Instruction >>
The lines to extract start at the one containing "Please segment every instance of the reflective" and end with the last line; give them exactly and nothing more.

[Outline annotation records]
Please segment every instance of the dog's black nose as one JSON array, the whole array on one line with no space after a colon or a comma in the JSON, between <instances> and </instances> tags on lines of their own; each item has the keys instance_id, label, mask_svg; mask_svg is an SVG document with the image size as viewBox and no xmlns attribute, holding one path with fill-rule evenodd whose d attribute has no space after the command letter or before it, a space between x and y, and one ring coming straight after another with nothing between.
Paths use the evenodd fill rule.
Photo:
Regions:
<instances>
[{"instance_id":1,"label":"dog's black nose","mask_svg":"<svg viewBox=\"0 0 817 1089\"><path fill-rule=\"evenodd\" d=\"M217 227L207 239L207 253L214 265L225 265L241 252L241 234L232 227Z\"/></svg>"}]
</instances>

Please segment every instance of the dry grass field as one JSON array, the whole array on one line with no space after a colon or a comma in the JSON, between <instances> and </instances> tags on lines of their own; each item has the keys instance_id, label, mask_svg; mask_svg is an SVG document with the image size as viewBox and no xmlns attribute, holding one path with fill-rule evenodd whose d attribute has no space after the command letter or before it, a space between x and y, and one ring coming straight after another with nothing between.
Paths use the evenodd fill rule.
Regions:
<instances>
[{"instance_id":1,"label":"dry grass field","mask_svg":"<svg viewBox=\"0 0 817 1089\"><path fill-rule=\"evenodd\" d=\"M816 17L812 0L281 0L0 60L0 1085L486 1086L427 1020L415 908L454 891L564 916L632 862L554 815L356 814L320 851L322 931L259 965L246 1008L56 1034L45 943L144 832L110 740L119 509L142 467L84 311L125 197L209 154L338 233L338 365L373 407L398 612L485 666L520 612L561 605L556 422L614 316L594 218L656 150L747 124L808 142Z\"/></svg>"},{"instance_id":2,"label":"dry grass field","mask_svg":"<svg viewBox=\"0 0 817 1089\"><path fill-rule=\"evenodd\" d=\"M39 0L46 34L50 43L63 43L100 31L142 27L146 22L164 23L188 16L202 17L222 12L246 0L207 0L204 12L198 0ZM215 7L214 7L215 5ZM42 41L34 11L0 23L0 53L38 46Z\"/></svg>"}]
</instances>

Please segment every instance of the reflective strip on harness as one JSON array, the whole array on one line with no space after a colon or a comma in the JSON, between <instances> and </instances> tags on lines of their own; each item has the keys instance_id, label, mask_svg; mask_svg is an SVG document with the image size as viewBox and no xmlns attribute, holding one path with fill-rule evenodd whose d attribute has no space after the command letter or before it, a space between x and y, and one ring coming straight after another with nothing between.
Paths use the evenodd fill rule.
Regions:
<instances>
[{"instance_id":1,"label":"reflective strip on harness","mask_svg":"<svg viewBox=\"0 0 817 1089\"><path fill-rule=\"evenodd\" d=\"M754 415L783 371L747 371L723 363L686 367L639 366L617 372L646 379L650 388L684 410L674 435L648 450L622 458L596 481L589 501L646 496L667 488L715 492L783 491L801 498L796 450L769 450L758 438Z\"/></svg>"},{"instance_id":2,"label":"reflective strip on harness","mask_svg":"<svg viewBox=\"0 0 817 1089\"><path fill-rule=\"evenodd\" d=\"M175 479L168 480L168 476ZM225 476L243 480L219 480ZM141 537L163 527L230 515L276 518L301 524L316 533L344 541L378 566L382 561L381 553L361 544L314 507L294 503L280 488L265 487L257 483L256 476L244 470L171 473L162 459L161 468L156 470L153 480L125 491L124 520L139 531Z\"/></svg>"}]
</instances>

Task output >>
Please segment every instance of the reflective strip on harness as one JSON array, the whole array on one line with no space after a colon or a comma in the JSON, between <instances> and </instances> tags on lines of their own; each item has the keys instance_id, label, mask_svg; mask_svg is an SVG document with the image size as viewBox and no xmlns attribute, holding one path with fill-rule evenodd whose d attribute has no space after the command letter or before it, a space between x and y, and one ring coming straight after another with nothing between.
Paths use the evenodd fill rule.
Regions:
<instances>
[{"instance_id":1,"label":"reflective strip on harness","mask_svg":"<svg viewBox=\"0 0 817 1089\"><path fill-rule=\"evenodd\" d=\"M754 415L783 371L747 371L723 363L686 367L639 366L617 372L646 379L650 388L684 410L674 435L648 450L622 458L596 481L589 501L646 496L667 488L715 492L783 491L801 498L796 450L769 450L758 438Z\"/></svg>"},{"instance_id":2,"label":"reflective strip on harness","mask_svg":"<svg viewBox=\"0 0 817 1089\"><path fill-rule=\"evenodd\" d=\"M175 479L168 480L168 476ZM225 476L243 480L219 480ZM141 537L163 527L230 515L276 518L301 524L316 533L344 541L378 566L382 561L381 553L361 544L314 507L294 503L280 488L265 487L257 483L256 476L244 470L171 473L162 459L161 468L156 470L153 480L125 491L124 520L139 531Z\"/></svg>"}]
</instances>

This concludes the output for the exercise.